EXERCISE AIM »
Repeat the listing exactly as given, omitting every image.
-- ROWS start --
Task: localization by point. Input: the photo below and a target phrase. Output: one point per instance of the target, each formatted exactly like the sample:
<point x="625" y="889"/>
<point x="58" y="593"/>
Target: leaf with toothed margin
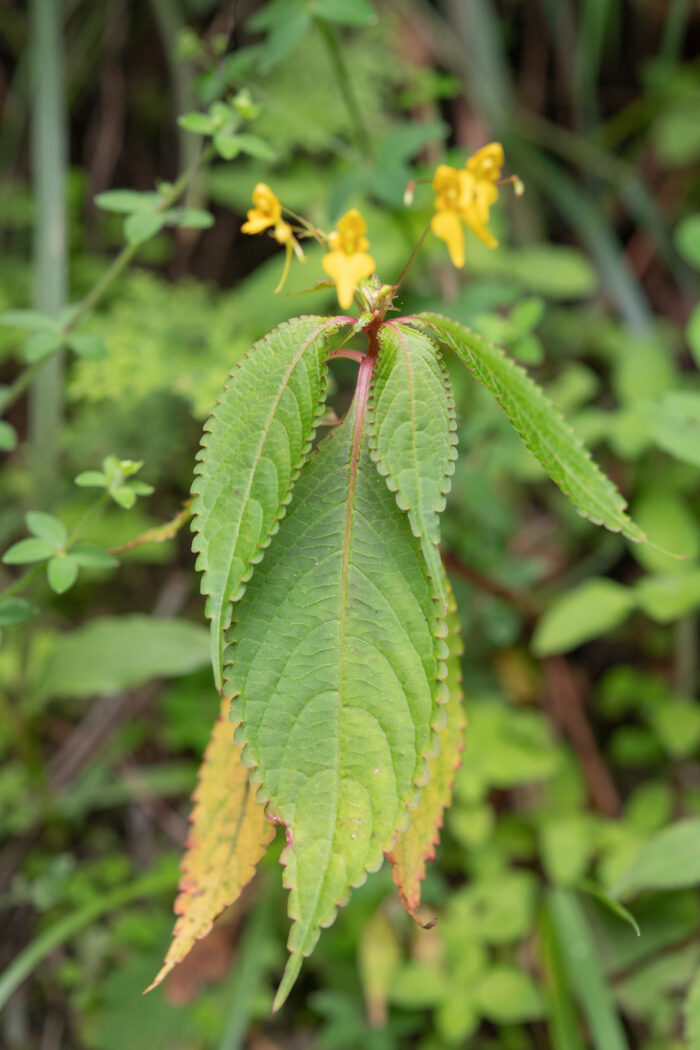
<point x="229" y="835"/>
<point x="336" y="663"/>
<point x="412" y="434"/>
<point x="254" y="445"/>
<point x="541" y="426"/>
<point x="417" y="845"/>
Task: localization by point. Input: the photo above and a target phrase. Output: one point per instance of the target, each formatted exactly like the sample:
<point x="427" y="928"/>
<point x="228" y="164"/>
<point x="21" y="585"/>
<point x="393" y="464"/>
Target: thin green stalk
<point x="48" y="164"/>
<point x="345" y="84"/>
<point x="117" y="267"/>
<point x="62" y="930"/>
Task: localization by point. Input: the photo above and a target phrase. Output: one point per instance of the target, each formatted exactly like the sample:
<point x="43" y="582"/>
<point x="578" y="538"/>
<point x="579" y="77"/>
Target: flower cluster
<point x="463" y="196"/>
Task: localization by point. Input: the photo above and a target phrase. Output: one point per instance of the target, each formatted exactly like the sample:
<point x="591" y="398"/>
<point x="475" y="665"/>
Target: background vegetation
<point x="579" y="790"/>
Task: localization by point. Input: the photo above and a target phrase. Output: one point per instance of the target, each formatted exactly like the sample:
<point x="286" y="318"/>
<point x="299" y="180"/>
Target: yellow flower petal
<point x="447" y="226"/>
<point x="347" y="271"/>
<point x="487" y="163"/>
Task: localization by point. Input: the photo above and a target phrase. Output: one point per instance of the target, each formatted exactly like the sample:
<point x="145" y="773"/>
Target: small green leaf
-- ROWS end --
TASK SOLUTION »
Task: localization by point. Input: the photo below and a target phrase. Output: one point per instance of the target, each formatted exactly like the sample:
<point x="625" y="889"/>
<point x="58" y="593"/>
Target: leaf with toothed margin
<point x="229" y="835"/>
<point x="336" y="663"/>
<point x="412" y="434"/>
<point x="254" y="445"/>
<point x="541" y="426"/>
<point x="417" y="845"/>
Task: localization by point. Input: the photo above and a target phrase. Output: one point per instance of the target, each formatted exactly like the sample:
<point x="427" y="928"/>
<point x="228" y="164"/>
<point x="21" y="585"/>
<point x="393" y="464"/>
Target: thin green stalk
<point x="48" y="164"/>
<point x="345" y="84"/>
<point x="117" y="267"/>
<point x="62" y="930"/>
Task: localization by point. Input: the photo above and a target phrase. Output: one point per instance of the target, each formatted exactly like the sample:
<point x="43" y="582"/>
<point x="578" y="538"/>
<point x="579" y="77"/>
Target: flower cluster
<point x="463" y="196"/>
Task: localization by point. Input: the photo above and a target phrase. Output: one point per instance of the target, each formatted exactly like the sample:
<point x="591" y="398"/>
<point x="475" y="665"/>
Target: background vegetation
<point x="579" y="790"/>
Task: localization by point. Input: the photo above and a target phrase. Output: one point per instance of the target, each formatted exactly like the sample:
<point x="286" y="318"/>
<point x="299" y="180"/>
Target: yellow flower petal
<point x="447" y="226"/>
<point x="347" y="271"/>
<point x="487" y="163"/>
Task: localization by point. Input: the photo above and a target phrase. Output: one point per instance of the target, each formatted exactly like the sample:
<point x="145" y="773"/>
Target: small green leaf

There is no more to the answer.